* _Excerpt provided_:

We also published a compilation of some of the best conversations we had all year on the topic of sustainability: 12 Conversations to Look at Sustainability Differently.
We also always have one publication a year focusing on the fine wine consumers, thanks to our great partnership with Bordeaux négociant Mestrezat. In April 2023, we will be publishing the second of our “The Future of Fine Wine Consumers” series, with data on fine wine consumers in six markets: the UK, the USA, Hong-Kong, mainland China, Japan and France.
You are in January releasing your latest white paper Rethinking Fine Wine – can you tell us what we can expect?
“Rethinking Fine wine” is ARENI’s fourth white paper on the topic of Fine wine, the Define Fine wine Project having started since ARENI’s inception in 2017. The research is a mix of quantitative analysis and qualitative insight from leading industry experts, combined with three years of global observations. The white paper delves into key themes, beginning with a proposal to revise the definition of fine wine. It looks at how “fine wine” is understood by both trade and consumers globally and explores who creates the definition across the value chain.
We will also look at the many disruptions currently challenging fine wine, plus we will make key recommendations and offer takeaways.
Any particular highlights you want to flag up in advance?
Defining what fine wine is and understanding the forces at play in the accession of the status is key. If we don’t know what fine wine is, we can’t protect it, or ensure its relevance in the future. So that would be my highlight number one.
A similarly important task was not only to define fine wine, but to define its responsibilities, and determine the active role that the fine wine ecosystem needs to play to ensure its own success and relevance. This is also a very interesting feature of the white paper.
How do producers and wine businesses become members of Areni – and what do they receive?
It’s quite simple really. To become a member, one only has to define the level of engagement they wish to have with us and the type of access to our analysis they want to get. Associate members get access to all of our articles and podcasts to whitepapers (including Rethinking Fine Wine to be published in January). Full members get unlimited access to all our resources and invitations to join our online roundtables, interactive, online sessions focusing on specific topics relevant to the future of fine wine.
What could producers and wine businesses do to help you more in the work that ARENI is looking to do?
We are working on a couple of very interesting projects, notably to study the many links and differences between fine wine and luxury, and fine wine and art. Not just to compare them, but ultimately to draw lessons from both these sectors in how they currently build relationship with their consumers and society as a whole. We also are reviewing a couple of options for the next step of our work on sustainability, including notably the future of viticulture and respectful drinking. In both cases, we are welcoming partners who could help us bring these projects into action.
What do you see are the big untapped opportunities for fine wine producers?
The opportunities depend on where you currently are , and what your strengths are. To start with what I know best, French producers could gain a lot by working together more, and in finding like-minded people locally to address challenges and maximise opportunities, following some brilliant examples we’ve seen in South Africa for example.
I am also convinced of the power, and value, of the middlemen. Direct sales can only get you so far with fine wine. Second, even if they sell only a few percentages of their wines directly, they should always seek to know and understand their final customers, being both trade (sommeliers and retail people: what do they need, what part of your story are they telling) and consumers.
What are the biggest challenges?

* _Required task A_:
Based on the fine wine interview, state whether each statement agrees with the text, answering yes or no and quoting the words that decide it: (i) Rethinking Fine Wine is ARENI's fourth white paper on fine wine; (ii) the second "The Future of Fine Wine Consumers" publication covers eight markets; (iii) associate members are invited to the online roundtables.
* _Required task B_:
List every market named in the fine wine interview as a source of data for the second "The Future of Fine Wine Consumers" publication.
* _Required task C_:
Write what comes next in the fine wine interview, beginning after its final question.
The lines that come next are separate material with no connection to the interview.

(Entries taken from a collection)
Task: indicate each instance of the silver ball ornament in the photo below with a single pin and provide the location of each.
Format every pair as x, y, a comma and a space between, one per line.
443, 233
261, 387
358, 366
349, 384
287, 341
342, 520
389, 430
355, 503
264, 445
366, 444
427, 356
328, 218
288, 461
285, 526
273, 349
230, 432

* _Response A_:
(i) Yes: "“Rethinking Fine wine” is ARENI’s fourth white paper on the topic of Fine wine"
(ii) No: "with data on fine wine consumers in six markets"
(iii) No: "Full members get unlimited access to all our resources and invitations to join our online roundtables"

* _Response B_:
the UK, the USA, Hong-Kong, mainland China, Japan, France

* _Response C_:
The biggest challenges are the same for everyone: our capacity to increase our resilience in the face of climate change, our ability to navigate a disrupted supply chain, our efficiency in attracting workers and talents, our readiness to take into account the many stakeholders impacted by the production-and distribution- of fine wine.
What is your own background and how did you get into wine?
I grew up in wine. More accurately, I grew up in the vineyard. The cellar was a place I was seldom welcomed in, not because I was a female growing up in Burgundy in the 80’s, but because my dad felt that the far-from-state-of-the-art ‘cuverie’ he operated in wasn’t a safe place for kids. Pigeage and décuvage? No, can’t do… But pushing a flaming wheel barrel through the vines to get rid of the vine cuttings right in the middle of the freezing winter month? This I was fit to do. It’s funny how I miss it now. Not the back pain though, nor the burnt eyebrows.
I grew up witnessing the seasons, learning about the intricacies of the vine life cycle, and the impact of bad pruning on the next three seasons. I drove the ‘enjambeur’ with my dad, spraying pesticides and herbicides without using any kind of protection, because that was the way it was done.
Wine matters to me, on a very personal, almost painful level. It is one of the most powerful links I have with my family, my region, and ultimately my country, as wine culture fits so well with the French identity.
What do you most enjoy about your role at ARENI?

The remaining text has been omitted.